## Begin

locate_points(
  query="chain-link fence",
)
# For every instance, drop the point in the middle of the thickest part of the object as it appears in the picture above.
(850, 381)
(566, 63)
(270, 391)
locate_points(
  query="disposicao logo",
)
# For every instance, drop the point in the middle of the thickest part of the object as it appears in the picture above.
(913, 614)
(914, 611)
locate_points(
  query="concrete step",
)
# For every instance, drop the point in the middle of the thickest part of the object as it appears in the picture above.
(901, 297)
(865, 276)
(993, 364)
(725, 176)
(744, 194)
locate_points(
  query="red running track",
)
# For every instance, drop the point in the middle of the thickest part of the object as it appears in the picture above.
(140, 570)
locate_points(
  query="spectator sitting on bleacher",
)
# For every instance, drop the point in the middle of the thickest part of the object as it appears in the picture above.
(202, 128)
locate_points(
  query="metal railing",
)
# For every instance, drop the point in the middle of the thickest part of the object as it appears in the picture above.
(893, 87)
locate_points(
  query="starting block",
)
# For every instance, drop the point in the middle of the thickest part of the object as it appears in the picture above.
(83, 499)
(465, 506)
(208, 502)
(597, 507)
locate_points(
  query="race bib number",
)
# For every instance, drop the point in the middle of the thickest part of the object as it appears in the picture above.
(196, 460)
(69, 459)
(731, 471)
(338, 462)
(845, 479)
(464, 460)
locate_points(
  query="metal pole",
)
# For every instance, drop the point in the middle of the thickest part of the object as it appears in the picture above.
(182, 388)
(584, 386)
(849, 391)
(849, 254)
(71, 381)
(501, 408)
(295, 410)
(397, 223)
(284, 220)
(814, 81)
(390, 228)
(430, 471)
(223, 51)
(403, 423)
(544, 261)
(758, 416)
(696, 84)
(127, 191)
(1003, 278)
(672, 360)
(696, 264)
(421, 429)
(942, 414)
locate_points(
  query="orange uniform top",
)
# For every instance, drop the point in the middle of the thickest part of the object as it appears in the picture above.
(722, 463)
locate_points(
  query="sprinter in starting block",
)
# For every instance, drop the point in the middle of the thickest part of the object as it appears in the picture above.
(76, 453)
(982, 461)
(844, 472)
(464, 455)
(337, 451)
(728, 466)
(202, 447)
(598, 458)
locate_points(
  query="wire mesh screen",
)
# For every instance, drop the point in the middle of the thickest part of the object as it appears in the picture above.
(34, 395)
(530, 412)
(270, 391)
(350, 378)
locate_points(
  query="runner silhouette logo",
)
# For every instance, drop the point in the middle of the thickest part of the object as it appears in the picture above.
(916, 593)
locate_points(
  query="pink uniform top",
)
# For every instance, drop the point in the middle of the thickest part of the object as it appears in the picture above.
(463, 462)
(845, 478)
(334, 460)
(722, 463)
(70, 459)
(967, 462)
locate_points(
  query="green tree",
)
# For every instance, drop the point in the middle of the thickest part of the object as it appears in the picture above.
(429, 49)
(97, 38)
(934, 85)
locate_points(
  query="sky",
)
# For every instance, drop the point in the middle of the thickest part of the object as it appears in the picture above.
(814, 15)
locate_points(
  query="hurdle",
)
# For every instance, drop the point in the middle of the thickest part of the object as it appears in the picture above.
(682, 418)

## End
## Begin

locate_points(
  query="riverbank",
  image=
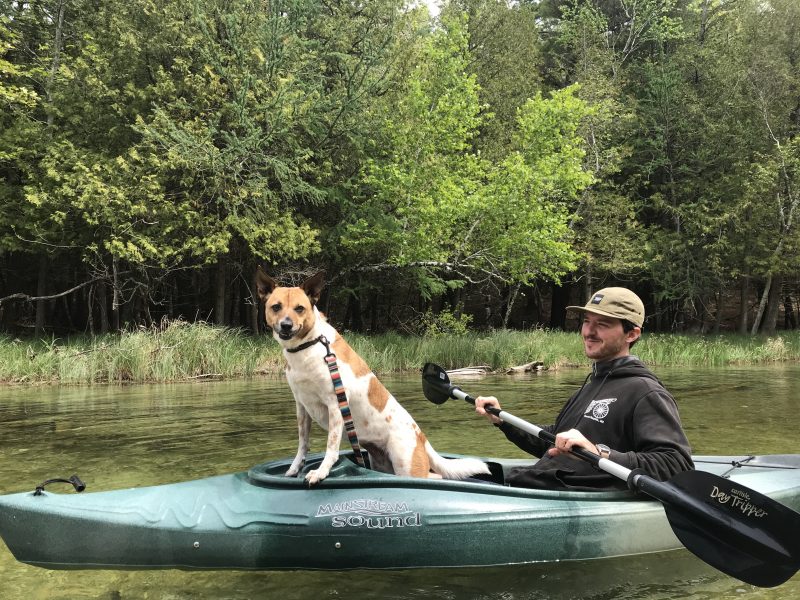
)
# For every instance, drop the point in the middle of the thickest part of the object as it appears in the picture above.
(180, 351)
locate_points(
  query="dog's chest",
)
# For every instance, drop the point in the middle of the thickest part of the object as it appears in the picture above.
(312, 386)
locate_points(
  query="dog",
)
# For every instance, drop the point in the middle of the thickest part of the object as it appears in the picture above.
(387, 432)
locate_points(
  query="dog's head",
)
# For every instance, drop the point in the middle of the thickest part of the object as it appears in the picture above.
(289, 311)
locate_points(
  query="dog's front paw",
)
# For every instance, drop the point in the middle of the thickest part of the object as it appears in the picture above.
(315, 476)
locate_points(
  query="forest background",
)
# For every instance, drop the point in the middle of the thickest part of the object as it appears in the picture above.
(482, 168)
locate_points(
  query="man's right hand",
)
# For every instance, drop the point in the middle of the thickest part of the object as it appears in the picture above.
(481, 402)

## End

▶ WRITTEN TASK
From the data above, pick out each line containing the word "metal" and copy those lines.

▶ WRITTEN RESPONSE
  query="metal railing",
  query="metal pole",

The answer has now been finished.